> [INSTRUCTIONS TO FOLLOW] Reproduce every line of the material below word for word, with nothing added, dropped, or altered.
==== RAW RECORDS
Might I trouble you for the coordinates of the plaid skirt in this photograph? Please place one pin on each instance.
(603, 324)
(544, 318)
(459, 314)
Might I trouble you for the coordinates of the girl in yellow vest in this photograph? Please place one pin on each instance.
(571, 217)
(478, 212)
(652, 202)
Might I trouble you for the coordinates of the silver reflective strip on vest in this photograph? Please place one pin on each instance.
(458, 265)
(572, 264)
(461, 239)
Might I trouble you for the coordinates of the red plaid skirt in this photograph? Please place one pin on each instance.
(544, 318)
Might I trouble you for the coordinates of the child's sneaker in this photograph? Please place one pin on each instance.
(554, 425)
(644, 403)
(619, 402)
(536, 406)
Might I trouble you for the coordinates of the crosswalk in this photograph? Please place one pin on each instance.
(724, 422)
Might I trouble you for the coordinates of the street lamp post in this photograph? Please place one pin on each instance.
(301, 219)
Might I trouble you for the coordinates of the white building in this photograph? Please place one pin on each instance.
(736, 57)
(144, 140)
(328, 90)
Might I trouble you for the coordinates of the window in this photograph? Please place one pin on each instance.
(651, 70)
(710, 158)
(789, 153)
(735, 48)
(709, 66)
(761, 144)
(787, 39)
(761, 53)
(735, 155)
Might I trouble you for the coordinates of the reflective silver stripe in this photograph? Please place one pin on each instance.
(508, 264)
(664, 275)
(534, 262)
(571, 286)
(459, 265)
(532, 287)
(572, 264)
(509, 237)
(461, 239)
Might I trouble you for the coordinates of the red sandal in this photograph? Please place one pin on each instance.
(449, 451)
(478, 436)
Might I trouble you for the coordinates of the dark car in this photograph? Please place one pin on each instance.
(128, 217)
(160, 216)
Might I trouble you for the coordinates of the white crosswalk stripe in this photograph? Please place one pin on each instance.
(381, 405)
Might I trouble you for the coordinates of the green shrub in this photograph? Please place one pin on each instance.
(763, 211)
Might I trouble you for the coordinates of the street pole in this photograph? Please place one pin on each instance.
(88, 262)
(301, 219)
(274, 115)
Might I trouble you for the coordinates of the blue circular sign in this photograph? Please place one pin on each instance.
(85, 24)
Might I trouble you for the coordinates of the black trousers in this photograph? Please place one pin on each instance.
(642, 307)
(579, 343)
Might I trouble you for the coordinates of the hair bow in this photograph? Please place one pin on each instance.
========
> [TASK RESPONSE]
Might I trouble you for the coordinates of the plaid skirt in this photograph? Please place one pin on each instance.
(603, 324)
(544, 318)
(459, 314)
Might I trouble you for the coordinates of the girl in yellow vest in this photograph? Please place one pin on each instance.
(571, 217)
(478, 212)
(652, 202)
Might I trouble you for the coordinates of the silver reflective strip on vest in this photograph? Please place one pin on each instance.
(458, 265)
(572, 264)
(461, 239)
Might I trouble you for the coordinates of the red plaid skirt in this photograph? Please place one pin on each instance.
(544, 318)
Might I trouble you for the coordinates of the child's sneaker in this photograph? Please place one pin on each instance.
(554, 425)
(644, 403)
(619, 402)
(536, 406)
Might I trouble you for the coordinates of the crosswalk in this photograph? Please place one pin on each instance.
(724, 422)
Might I trouble you for the coordinates of the street lamp post in this photograph? Please place one pin on each instance.
(301, 219)
Might I trouble you for the coordinates of the white building in this photograph? Please place one pin on each instance.
(736, 57)
(144, 140)
(328, 90)
Might I trouble you for the coordinates of the window in this photograph? Please place one pin on each instance.
(651, 70)
(710, 158)
(789, 153)
(735, 48)
(709, 66)
(761, 144)
(787, 39)
(761, 53)
(735, 155)
Might I trouble you for the coordinates of the reflective silver stripe in this photograph? Please place one pin on each instance.
(508, 264)
(664, 275)
(534, 262)
(571, 286)
(459, 265)
(532, 287)
(572, 264)
(509, 237)
(461, 239)
Might I trouble you for the coordinates of the red sandal in this photograph? Please place one pin on each instance.
(449, 451)
(478, 436)
Might I trouble you for the coordinates of the dark car in this photograph? Please place one pin on each instance.
(128, 217)
(160, 216)
Might I trouble you for the coordinates of the white crosswalk stripe in this photograph? Please place one pin on each instance.
(381, 405)
Might I trouble you for the coordinates of the green shrub in this photograph? Please place one pin on each instance.
(763, 211)
Might I trouble you for the coordinates of the street pole in this photograph? Please place one pin on each instance.
(88, 262)
(301, 219)
(274, 115)
Might I trouble you for the coordinates of the blue circular sign in this photograph? Please place one pin on each instance.
(85, 24)
Might I trouble you for the coordinates of the black trousers in this photograph? Please place one pin on each instance.
(642, 307)
(579, 343)
Might I trouble you for the coordinates of the hair bow in this photograph? Please place one pin on each instance.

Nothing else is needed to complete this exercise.